| COMPITO 1 |
Ripeti parola per parola un pezzo dell'articolo sui sacchetti di plastica: comincia dalle parole "ROMA Da ieri" e fermati dopo "direttamente in politica.".
| COMPITO 2 |
Rispondi a queste domande sull'articolo sui sacchetti di plastica:
(a) Secondo Assiobioplastica, quanti sacchetti usa in un anno ogni famiglia italiana?
(b) Di quale partito è leader Giorgia Meloni?
(c) Come si chiama il ministro dell'Ambiente citato?

| TESTO FORNITO |

....

ROMA Da ieri l'ipotesi che ci stiamo infilando nella più brutta campagna elettorale di sempre è diventata una certezza. Sull'onda di una marea di post e di fake news sui social, è infatti esplosa una polemica politica al calor bianco sui sacchetti di plastica trasparenti, quelli che nei supermercati si usano per imbustare la frutta o la verdura, che dal primo gennaio sono obbligatoriamente biologici e vengono fatti pagare al consumatore fra 1 e 3 centesimi l'uno. Poiché (fonte: Assiobioplastica) ogni famiglia italiana usa 150 sacchetti l'anno, il maggior costo a carico degli italiani oscillerebbe fra 1,5 e 4,5 euro. All'anno.
Ma tanto è bastato, nei giorni scorsi, per far fioccare articoli puntuti sui giornali più vicini ai partiti d'opposizione al governo Gentiloni. Ieri poi ci ha pensato la leader di Fratelli d'Italia, Giorgia Meloni, a buttarla direttamente in politica.
«Dal 1 gennaio 2018 è arrivata una nuova tassa Pd: i sacchetti di plastica usati nei supermercati per frutta, verdura, ecc. sono a pagamento», ha detto la Meloni. Che poi ha fatto partire una bordata antirenziana: «A guadagnarci - ha aggiunto - Sarebbe, secondo alcune ipotesi di stampa, un'azienda molto vicina a Renzi e al Giglio magico».
BORDATA E CONTRO-BORDATA
Apriti cielo. Il segretario del Pd Matteo Renzi replica per le rime: «Chi vuole inventare bugie si accomodi pure, noi non lo seguiremo. Buon complotto a tutti», spiega in un post.
E poi aggiunge: «Spero che nel 2020 le 150 aziende italiane attive nell'economia verde siano il doppio di quelle che sono oggi e facciano meglio dei concorrenti globali, specie quelli del Sud Est asiatico che in questo settore stanno investendo molto». Stupefatto anche il commento del ministro dell'Ambiente, Gian Luca Galletti: «Le norme sugli shopper ultraleggeri sono un atto di civiltà che pone l'Italia all'avanguardia contro l'inquinamento da microplastiche».

....

[Righe prese da un dataset]

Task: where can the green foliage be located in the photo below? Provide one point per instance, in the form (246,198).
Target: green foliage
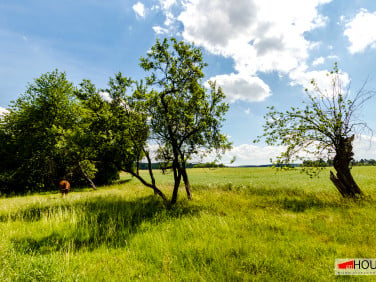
(185,118)
(31,158)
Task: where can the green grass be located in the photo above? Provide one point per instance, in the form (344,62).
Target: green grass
(244,224)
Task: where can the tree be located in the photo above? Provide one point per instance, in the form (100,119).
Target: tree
(30,158)
(326,126)
(116,131)
(184,118)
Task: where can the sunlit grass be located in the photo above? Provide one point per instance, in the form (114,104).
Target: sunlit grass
(244,224)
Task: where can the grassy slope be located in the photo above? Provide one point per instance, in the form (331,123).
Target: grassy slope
(243,224)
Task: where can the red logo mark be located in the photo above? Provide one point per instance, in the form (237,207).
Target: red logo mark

....

| LA TUA RISPOSTA 1 |
ROMA Da ieri l'ipotesi che ci stiamo infilando nella più brutta campagna elettorale di sempre è diventata una certezza. Sull'onda di una marea di post e di fake news sui social, è infatti esplosa una polemica politica al calor bianco sui sacchetti di plastica trasparenti, quelli che nei supermercati si usano per imbustare la frutta o la verdura, che dal primo gennaio sono obbligatoriamente biologici e vengono fatti pagare al consumatore fra 1 e 3 centesimi l'uno. Poiché (fonte: Assiobioplastica) ogni famiglia italiana usa 150 sacchetti l'anno, il maggior costo a carico degli italiani oscillerebbe fra 1,5 e 4,5 euro. All'anno.
Ma tanto è bastato, nei giorni scorsi, per far fioccare articoli puntuti sui giornali più vicini ai partiti d'opposizione al governo Gentiloni. Ieri poi ci ha pensato la leader di Fratelli d'Italia, Giorgia Meloni, a buttarla direttamente in politica.

| LA TUA RISPOSTA 2 |
(a) 150 sacchetti.
(b) Fratelli d'Italia.
(c) Gian Luca Galletti.